Supplied data:
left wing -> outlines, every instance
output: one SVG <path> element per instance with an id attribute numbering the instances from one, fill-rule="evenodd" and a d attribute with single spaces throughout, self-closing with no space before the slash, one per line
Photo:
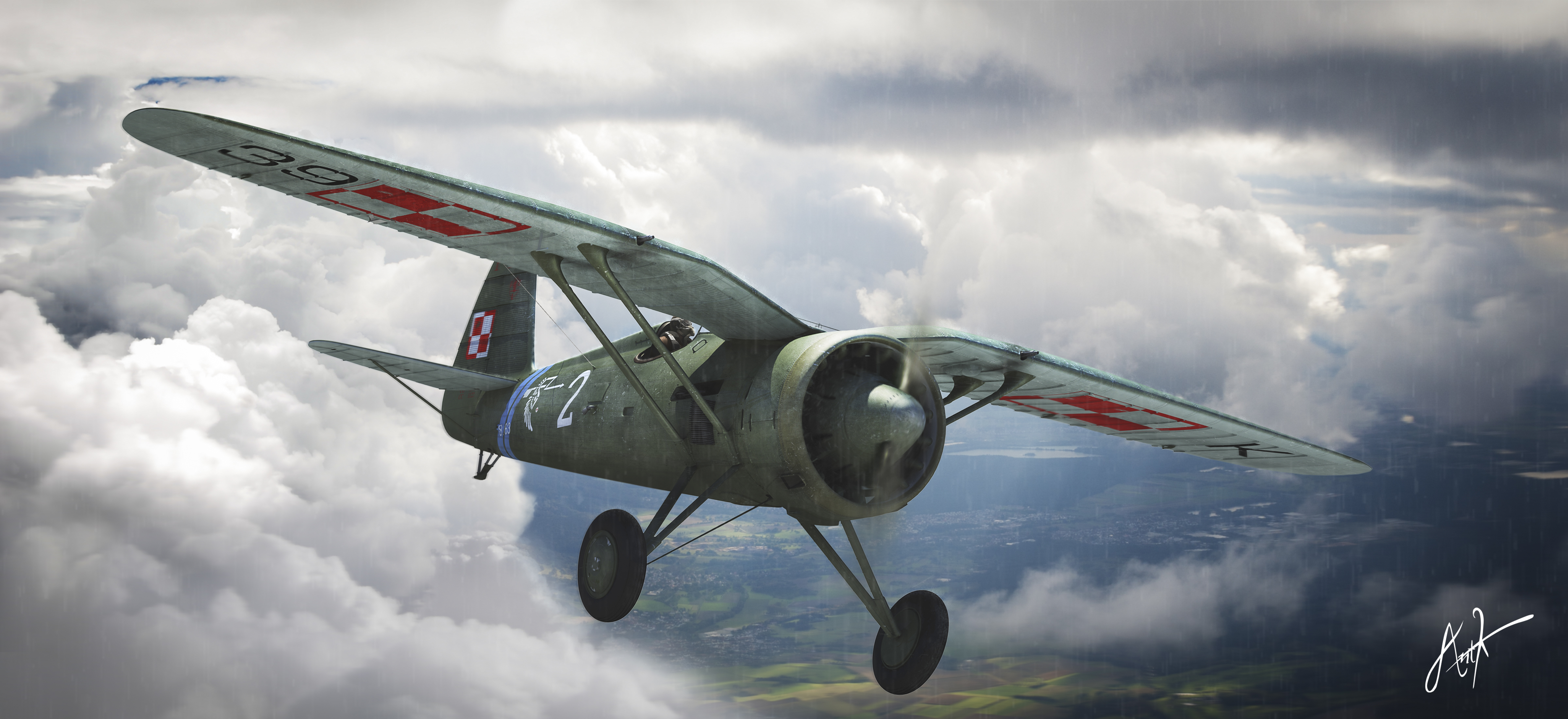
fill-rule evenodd
<path id="1" fill-rule="evenodd" d="M 1062 357 L 955 329 L 880 327 L 903 340 L 944 390 L 983 399 L 1008 371 L 1033 379 L 993 404 L 1162 450 L 1294 475 L 1359 475 L 1364 462 Z"/>
<path id="2" fill-rule="evenodd" d="M 549 202 L 207 114 L 141 108 L 121 125 L 204 168 L 506 266 L 544 274 L 530 252 L 550 252 L 566 282 L 615 296 L 577 251 L 601 246 L 637 304 L 726 340 L 817 332 L 707 257 Z"/>
<path id="3" fill-rule="evenodd" d="M 401 354 L 345 345 L 342 341 L 310 340 L 310 349 L 328 357 L 337 357 L 359 367 L 386 371 L 394 378 L 412 379 L 437 390 L 500 390 L 517 384 L 516 379 L 497 378 L 472 370 L 436 362 L 403 357 Z"/>

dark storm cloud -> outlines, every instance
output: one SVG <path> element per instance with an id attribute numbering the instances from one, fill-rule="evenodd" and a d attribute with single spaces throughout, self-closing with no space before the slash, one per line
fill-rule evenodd
<path id="1" fill-rule="evenodd" d="M 1565 202 L 1568 55 L 1524 50 L 1312 50 L 1232 56 L 1178 70 L 1154 64 L 1118 103 L 1132 127 L 1344 138 L 1403 163 L 1436 161 L 1483 188 Z M 1361 193 L 1377 199 L 1386 193 Z M 1441 207 L 1513 204 L 1461 193 L 1410 197 Z M 1394 197 L 1389 197 L 1394 199 Z M 1400 199 L 1394 199 L 1399 202 Z"/>
<path id="2" fill-rule="evenodd" d="M 1234 58 L 1187 74 L 1152 67 L 1123 96 L 1154 127 L 1330 133 L 1400 157 L 1563 160 L 1568 58 L 1529 50 L 1336 49 Z"/>

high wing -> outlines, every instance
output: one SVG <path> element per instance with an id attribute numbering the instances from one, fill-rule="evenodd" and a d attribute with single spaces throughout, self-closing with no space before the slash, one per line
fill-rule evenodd
<path id="1" fill-rule="evenodd" d="M 530 252 L 550 252 L 569 284 L 615 296 L 577 251 L 597 244 L 637 304 L 723 338 L 815 332 L 707 257 L 549 202 L 207 114 L 143 108 L 122 127 L 196 164 L 517 269 L 539 273 Z"/>
<path id="2" fill-rule="evenodd" d="M 412 379 L 437 390 L 502 390 L 517 384 L 516 379 L 497 378 L 480 371 L 459 370 L 452 365 L 417 360 L 401 354 L 383 352 L 342 341 L 312 340 L 310 349 L 359 367 L 386 371 L 394 378 Z"/>
<path id="3" fill-rule="evenodd" d="M 972 399 L 996 393 L 1005 373 L 1021 371 L 1033 379 L 993 404 L 1259 470 L 1294 475 L 1359 475 L 1370 470 L 1364 462 L 1333 450 L 1018 345 L 942 327 L 880 327 L 877 332 L 903 340 L 944 390 L 969 387 L 961 396 Z"/>

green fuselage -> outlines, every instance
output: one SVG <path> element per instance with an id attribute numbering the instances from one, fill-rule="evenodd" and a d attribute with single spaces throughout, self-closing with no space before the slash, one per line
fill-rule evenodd
<path id="1" fill-rule="evenodd" d="M 615 348 L 657 399 L 679 442 L 602 348 L 546 365 L 521 378 L 516 388 L 448 392 L 442 399 L 447 434 L 524 462 L 662 490 L 696 465 L 685 493 L 702 492 L 728 467 L 740 464 L 713 498 L 781 506 L 782 487 L 771 486 L 784 470 L 778 451 L 768 451 L 778 443 L 778 412 L 767 370 L 784 345 L 701 334 L 674 352 L 729 431 L 734 451 L 723 432 L 707 429 L 668 365 L 632 363 L 648 346 L 641 334 Z"/>

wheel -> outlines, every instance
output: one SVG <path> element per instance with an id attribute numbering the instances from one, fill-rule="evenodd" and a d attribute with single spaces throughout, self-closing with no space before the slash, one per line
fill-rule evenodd
<path id="1" fill-rule="evenodd" d="M 947 649 L 947 605 L 925 589 L 905 594 L 892 605 L 898 638 L 877 630 L 872 674 L 889 694 L 909 694 L 931 678 Z"/>
<path id="2" fill-rule="evenodd" d="M 610 509 L 588 525 L 577 550 L 577 595 L 601 622 L 624 617 L 643 595 L 648 551 L 643 525 L 624 509 Z"/>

Task brief:
Quote every line of the records above exactly; no picture is to be copied.

Completed task:
left wing -> outlines, every instance
output: one SVG <path> element per instance with an id attribute numbering the instances from one, fill-rule="evenodd" and a d attribute with single spaces throughout, self-closing with no space before the slash, one per line
Photo:
fill-rule evenodd
<path id="1" fill-rule="evenodd" d="M 1062 357 L 955 329 L 880 327 L 903 340 L 944 390 L 983 399 L 1008 371 L 1033 379 L 993 404 L 1162 450 L 1294 475 L 1359 475 L 1364 462 Z"/>
<path id="2" fill-rule="evenodd" d="M 549 202 L 207 114 L 141 108 L 121 125 L 204 168 L 506 266 L 544 274 L 530 252 L 550 252 L 566 282 L 615 296 L 577 251 L 601 246 L 637 304 L 726 340 L 817 332 L 707 257 Z"/>
<path id="3" fill-rule="evenodd" d="M 401 354 L 345 345 L 342 341 L 310 340 L 310 349 L 328 357 L 337 357 L 359 367 L 386 371 L 394 378 L 412 379 L 437 390 L 500 390 L 517 384 L 516 379 L 497 378 L 472 370 L 436 362 L 403 357 Z"/>

dark storm cloud -> outlines, every instance
output: one SVG <path> element per instance with an id attribute numbering the instances from one, fill-rule="evenodd" and a d attribute with single spaces throughout, self-closing with no space before the slash, one per line
fill-rule evenodd
<path id="1" fill-rule="evenodd" d="M 1565 202 L 1568 55 L 1524 50 L 1312 50 L 1232 56 L 1178 70 L 1154 64 L 1118 103 L 1132 127 L 1344 138 L 1403 163 L 1436 161 L 1483 188 Z M 1361 193 L 1377 199 L 1386 193 Z M 1441 207 L 1513 204 L 1461 193 L 1410 197 Z M 1394 197 L 1389 197 L 1394 199 Z M 1400 199 L 1394 199 L 1399 202 Z"/>
<path id="2" fill-rule="evenodd" d="M 1234 58 L 1187 74 L 1152 67 L 1123 96 L 1154 127 L 1330 133 L 1400 157 L 1563 160 L 1568 58 L 1529 50 L 1336 49 Z"/>

high wing -> outlines, every instance
output: one SVG <path> element per instance with an id attribute numbering the instances from one, fill-rule="evenodd" and a d attribute with single spaces throughout, self-closing with no space before the slash, one per line
fill-rule evenodd
<path id="1" fill-rule="evenodd" d="M 530 252 L 550 252 L 569 284 L 615 296 L 577 251 L 597 244 L 637 304 L 723 338 L 815 332 L 707 257 L 549 202 L 207 114 L 143 108 L 122 127 L 196 164 L 517 269 L 539 273 Z"/>
<path id="2" fill-rule="evenodd" d="M 412 379 L 437 390 L 502 390 L 517 384 L 516 379 L 497 378 L 480 371 L 459 370 L 452 365 L 417 360 L 401 354 L 383 352 L 342 341 L 312 340 L 310 349 L 359 367 L 386 371 L 394 378 Z"/>
<path id="3" fill-rule="evenodd" d="M 972 399 L 996 393 L 1005 373 L 1021 371 L 1033 379 L 993 404 L 1259 470 L 1294 475 L 1359 475 L 1370 470 L 1364 462 L 1333 450 L 1018 345 L 942 327 L 880 327 L 877 332 L 903 340 L 944 390 L 969 387 L 961 396 Z"/>

green fuselage -> outlines, every instance
output: one SVG <path> element per instance with an id attribute numbering the instances from one, fill-rule="evenodd" and a d attribute with single spaces throughout, self-closing with no space before the slash, one per line
fill-rule evenodd
<path id="1" fill-rule="evenodd" d="M 615 348 L 657 399 L 679 442 L 602 348 L 546 365 L 521 378 L 516 388 L 448 392 L 442 399 L 447 434 L 524 462 L 662 490 L 696 465 L 685 493 L 702 492 L 728 467 L 740 464 L 713 498 L 781 506 L 782 487 L 771 486 L 784 470 L 778 451 L 768 451 L 778 443 L 778 412 L 767 370 L 784 345 L 701 334 L 674 352 L 729 431 L 734 451 L 723 432 L 707 429 L 668 365 L 632 363 L 648 346 L 641 334 Z"/>

wheel -> outlines, every instance
output: one SVG <path> element per instance with an id attribute numbering the instances from one, fill-rule="evenodd" and a d attribute with single spaces throughout, self-closing with no space before the slash, one per line
fill-rule evenodd
<path id="1" fill-rule="evenodd" d="M 947 649 L 947 605 L 925 589 L 905 594 L 892 605 L 898 638 L 877 630 L 872 674 L 889 694 L 909 694 L 931 678 Z"/>
<path id="2" fill-rule="evenodd" d="M 610 509 L 588 525 L 577 550 L 577 595 L 601 622 L 624 617 L 643 595 L 648 551 L 643 525 L 624 509 Z"/>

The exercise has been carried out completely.